* WHAT THIS TASK INVOLVES: Lay out these lines as a JSON list of strings, one string per line, with blank lines omitted. Include every line.

Records of labeled boxes
--------------------------------------------------
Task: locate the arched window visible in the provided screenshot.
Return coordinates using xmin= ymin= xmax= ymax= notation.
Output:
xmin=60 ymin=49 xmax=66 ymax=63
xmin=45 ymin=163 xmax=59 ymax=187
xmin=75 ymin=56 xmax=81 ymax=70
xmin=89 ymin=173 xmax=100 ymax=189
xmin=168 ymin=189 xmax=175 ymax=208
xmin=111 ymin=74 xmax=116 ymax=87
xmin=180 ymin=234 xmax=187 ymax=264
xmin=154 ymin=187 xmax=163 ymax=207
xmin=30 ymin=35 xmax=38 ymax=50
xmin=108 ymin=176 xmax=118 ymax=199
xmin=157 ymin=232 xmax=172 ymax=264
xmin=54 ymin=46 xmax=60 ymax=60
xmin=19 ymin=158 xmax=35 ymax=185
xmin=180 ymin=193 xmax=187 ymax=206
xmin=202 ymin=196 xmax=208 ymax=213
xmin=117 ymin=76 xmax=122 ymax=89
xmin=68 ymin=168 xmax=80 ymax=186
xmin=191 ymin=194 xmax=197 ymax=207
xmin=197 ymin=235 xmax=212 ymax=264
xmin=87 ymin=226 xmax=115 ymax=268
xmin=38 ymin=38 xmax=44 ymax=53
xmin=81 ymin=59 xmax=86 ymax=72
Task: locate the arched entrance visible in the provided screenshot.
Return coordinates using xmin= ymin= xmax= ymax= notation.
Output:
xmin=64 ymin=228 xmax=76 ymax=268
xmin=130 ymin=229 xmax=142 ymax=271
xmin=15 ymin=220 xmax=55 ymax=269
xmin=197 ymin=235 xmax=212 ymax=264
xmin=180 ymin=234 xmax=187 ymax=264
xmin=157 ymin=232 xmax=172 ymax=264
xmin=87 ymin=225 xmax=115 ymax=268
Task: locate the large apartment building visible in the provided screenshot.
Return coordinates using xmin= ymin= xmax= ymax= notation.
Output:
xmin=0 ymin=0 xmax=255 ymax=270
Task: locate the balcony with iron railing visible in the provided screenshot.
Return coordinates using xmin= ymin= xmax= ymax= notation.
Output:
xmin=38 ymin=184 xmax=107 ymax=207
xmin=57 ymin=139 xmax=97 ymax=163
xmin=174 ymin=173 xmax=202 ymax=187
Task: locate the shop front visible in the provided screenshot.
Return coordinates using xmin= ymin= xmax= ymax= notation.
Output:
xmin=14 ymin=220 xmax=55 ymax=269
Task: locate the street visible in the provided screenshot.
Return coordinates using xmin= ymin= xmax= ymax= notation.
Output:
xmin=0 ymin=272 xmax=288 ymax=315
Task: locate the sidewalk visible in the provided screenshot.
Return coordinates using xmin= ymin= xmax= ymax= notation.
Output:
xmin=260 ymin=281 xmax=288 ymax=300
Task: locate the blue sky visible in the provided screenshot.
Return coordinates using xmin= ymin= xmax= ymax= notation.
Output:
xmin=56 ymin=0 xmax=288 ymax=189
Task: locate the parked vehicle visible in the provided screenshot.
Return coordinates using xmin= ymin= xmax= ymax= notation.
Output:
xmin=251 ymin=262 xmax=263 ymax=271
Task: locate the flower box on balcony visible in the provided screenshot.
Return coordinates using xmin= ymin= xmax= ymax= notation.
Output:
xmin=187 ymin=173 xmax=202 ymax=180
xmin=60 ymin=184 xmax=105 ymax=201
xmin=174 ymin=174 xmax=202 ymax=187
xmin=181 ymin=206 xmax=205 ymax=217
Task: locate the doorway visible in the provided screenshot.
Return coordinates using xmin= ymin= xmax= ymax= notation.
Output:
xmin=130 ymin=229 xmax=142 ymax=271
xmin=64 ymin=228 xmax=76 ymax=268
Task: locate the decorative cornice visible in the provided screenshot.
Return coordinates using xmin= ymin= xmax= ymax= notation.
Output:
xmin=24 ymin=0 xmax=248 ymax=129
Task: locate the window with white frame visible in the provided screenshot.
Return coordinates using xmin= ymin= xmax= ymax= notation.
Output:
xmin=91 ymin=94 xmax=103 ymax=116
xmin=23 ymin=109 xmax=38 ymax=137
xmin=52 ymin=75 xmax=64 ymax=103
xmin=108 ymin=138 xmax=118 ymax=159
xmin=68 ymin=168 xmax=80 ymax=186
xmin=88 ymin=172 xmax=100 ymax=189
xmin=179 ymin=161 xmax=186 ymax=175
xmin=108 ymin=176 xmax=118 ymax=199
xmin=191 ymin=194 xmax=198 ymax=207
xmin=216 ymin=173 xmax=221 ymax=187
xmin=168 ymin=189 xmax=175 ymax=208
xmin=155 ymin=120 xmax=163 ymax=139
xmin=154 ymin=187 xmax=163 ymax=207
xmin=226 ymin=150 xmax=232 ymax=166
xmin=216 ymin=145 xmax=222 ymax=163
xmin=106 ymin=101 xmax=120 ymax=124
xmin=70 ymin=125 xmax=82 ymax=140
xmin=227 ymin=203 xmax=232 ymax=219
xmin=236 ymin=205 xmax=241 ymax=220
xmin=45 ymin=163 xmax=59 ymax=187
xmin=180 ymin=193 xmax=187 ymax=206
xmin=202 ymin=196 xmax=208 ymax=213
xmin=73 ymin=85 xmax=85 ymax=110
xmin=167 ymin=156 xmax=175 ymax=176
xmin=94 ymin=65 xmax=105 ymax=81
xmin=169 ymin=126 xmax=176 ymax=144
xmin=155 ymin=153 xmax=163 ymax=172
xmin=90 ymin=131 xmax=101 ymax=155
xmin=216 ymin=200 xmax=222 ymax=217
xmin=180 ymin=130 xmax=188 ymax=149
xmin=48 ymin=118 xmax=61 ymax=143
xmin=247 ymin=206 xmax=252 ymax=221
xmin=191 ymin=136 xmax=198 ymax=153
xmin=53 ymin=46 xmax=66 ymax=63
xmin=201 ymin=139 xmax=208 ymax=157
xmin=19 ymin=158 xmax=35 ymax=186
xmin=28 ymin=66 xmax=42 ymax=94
--------------------------------------------------
* PROBLEM SOLUTION:
[
  "Task: locate the arched window visible in the provided screenshot.",
  "Return coordinates using xmin= ymin= xmax= ymax= notation.",
  "Output:",
  "xmin=60 ymin=49 xmax=66 ymax=63",
  "xmin=45 ymin=163 xmax=59 ymax=187",
  "xmin=75 ymin=56 xmax=81 ymax=70",
  "xmin=89 ymin=173 xmax=100 ymax=189",
  "xmin=168 ymin=189 xmax=175 ymax=208",
  "xmin=111 ymin=74 xmax=116 ymax=87",
  "xmin=180 ymin=234 xmax=187 ymax=264",
  "xmin=154 ymin=187 xmax=163 ymax=207",
  "xmin=30 ymin=35 xmax=38 ymax=50",
  "xmin=108 ymin=176 xmax=118 ymax=199",
  "xmin=157 ymin=232 xmax=172 ymax=264",
  "xmin=54 ymin=46 xmax=60 ymax=60",
  "xmin=19 ymin=158 xmax=35 ymax=185",
  "xmin=180 ymin=193 xmax=187 ymax=206",
  "xmin=202 ymin=196 xmax=208 ymax=213",
  "xmin=117 ymin=76 xmax=122 ymax=89",
  "xmin=68 ymin=168 xmax=80 ymax=186",
  "xmin=191 ymin=194 xmax=197 ymax=207",
  "xmin=197 ymin=235 xmax=212 ymax=264",
  "xmin=87 ymin=226 xmax=115 ymax=268",
  "xmin=38 ymin=38 xmax=44 ymax=53",
  "xmin=81 ymin=59 xmax=86 ymax=72",
  "Task: locate the arched entrance visible in the provided screenshot.",
  "Return coordinates using xmin= ymin= xmax= ymax= notation.",
  "Output:",
  "xmin=64 ymin=228 xmax=76 ymax=268",
  "xmin=130 ymin=229 xmax=142 ymax=271",
  "xmin=15 ymin=220 xmax=55 ymax=269",
  "xmin=197 ymin=235 xmax=212 ymax=264",
  "xmin=180 ymin=234 xmax=187 ymax=264",
  "xmin=157 ymin=232 xmax=172 ymax=264",
  "xmin=87 ymin=225 xmax=115 ymax=268",
  "Task: locate the large apartment building visible in the provided screenshot.",
  "Return coordinates using xmin= ymin= xmax= ymax= notation.",
  "Output:",
  "xmin=0 ymin=0 xmax=255 ymax=270",
  "Task: locate the balcony with iron railing visible in the provided screenshot.",
  "Return coordinates using xmin= ymin= xmax= ymax= notation.",
  "Output:",
  "xmin=38 ymin=184 xmax=107 ymax=207",
  "xmin=57 ymin=139 xmax=97 ymax=163",
  "xmin=174 ymin=173 xmax=202 ymax=187",
  "Task: locate the shop front visible in the provided screenshot.",
  "Return coordinates using xmin= ymin= xmax= ymax= notation.",
  "Output:",
  "xmin=14 ymin=220 xmax=55 ymax=269",
  "Task: locate the street visible in the provided screenshot.",
  "Return coordinates using xmin= ymin= xmax= ymax= notation.",
  "Output:",
  "xmin=0 ymin=272 xmax=288 ymax=315",
  "Task: locate the sidewalk visible in the provided screenshot.",
  "Return coordinates using xmin= ymin= xmax= ymax= notation.",
  "Output:",
  "xmin=260 ymin=281 xmax=288 ymax=300",
  "Task: locate the blue sky visible in the provided screenshot.",
  "Return coordinates using xmin= ymin= xmax= ymax= notation.",
  "Output:",
  "xmin=56 ymin=0 xmax=288 ymax=189",
  "Task: locate the parked vehicle visible in the provided screenshot.",
  "Return coordinates using xmin= ymin= xmax= ymax= notation.",
  "Output:",
  "xmin=251 ymin=262 xmax=263 ymax=271",
  "Task: locate the flower box on balcony visible in the provided screenshot.",
  "Return coordinates using xmin= ymin= xmax= ymax= notation.",
  "Output:",
  "xmin=187 ymin=173 xmax=202 ymax=180",
  "xmin=60 ymin=184 xmax=105 ymax=201",
  "xmin=174 ymin=174 xmax=202 ymax=187",
  "xmin=181 ymin=206 xmax=205 ymax=217",
  "Task: locate the doorway visible in the provided screenshot.",
  "Return coordinates using xmin= ymin= xmax= ymax= notation.",
  "Output:",
  "xmin=130 ymin=229 xmax=142 ymax=271",
  "xmin=64 ymin=228 xmax=76 ymax=268",
  "Task: locate the decorative cornice visible in the provided screenshot.",
  "Return coordinates using xmin= ymin= xmax= ymax= notation.",
  "Output:",
  "xmin=24 ymin=0 xmax=248 ymax=129",
  "Task: locate the window with white frame visible in the provided screenshot.",
  "Return coordinates using xmin= ymin= xmax= ymax= notation.",
  "Output:",
  "xmin=91 ymin=94 xmax=103 ymax=116",
  "xmin=23 ymin=109 xmax=38 ymax=137",
  "xmin=52 ymin=75 xmax=64 ymax=103",
  "xmin=108 ymin=138 xmax=118 ymax=159",
  "xmin=68 ymin=168 xmax=80 ymax=186",
  "xmin=88 ymin=172 xmax=100 ymax=189",
  "xmin=179 ymin=161 xmax=186 ymax=175",
  "xmin=108 ymin=176 xmax=118 ymax=199",
  "xmin=191 ymin=194 xmax=198 ymax=207",
  "xmin=216 ymin=173 xmax=221 ymax=187",
  "xmin=168 ymin=189 xmax=175 ymax=208",
  "xmin=155 ymin=120 xmax=163 ymax=139",
  "xmin=154 ymin=187 xmax=163 ymax=207",
  "xmin=226 ymin=150 xmax=232 ymax=166",
  "xmin=216 ymin=145 xmax=222 ymax=163",
  "xmin=106 ymin=101 xmax=120 ymax=124",
  "xmin=70 ymin=125 xmax=82 ymax=140",
  "xmin=227 ymin=203 xmax=232 ymax=219",
  "xmin=236 ymin=205 xmax=241 ymax=220",
  "xmin=45 ymin=163 xmax=59 ymax=187",
  "xmin=180 ymin=193 xmax=187 ymax=206",
  "xmin=202 ymin=196 xmax=208 ymax=213",
  "xmin=73 ymin=85 xmax=85 ymax=110",
  "xmin=167 ymin=156 xmax=175 ymax=176",
  "xmin=94 ymin=65 xmax=105 ymax=81",
  "xmin=169 ymin=126 xmax=176 ymax=144",
  "xmin=155 ymin=153 xmax=163 ymax=172",
  "xmin=90 ymin=131 xmax=101 ymax=155",
  "xmin=216 ymin=200 xmax=222 ymax=217",
  "xmin=180 ymin=130 xmax=188 ymax=149",
  "xmin=48 ymin=118 xmax=61 ymax=143",
  "xmin=247 ymin=206 xmax=252 ymax=221",
  "xmin=191 ymin=136 xmax=198 ymax=153",
  "xmin=53 ymin=46 xmax=66 ymax=63",
  "xmin=201 ymin=139 xmax=208 ymax=157",
  "xmin=19 ymin=158 xmax=35 ymax=186",
  "xmin=28 ymin=66 xmax=42 ymax=94"
]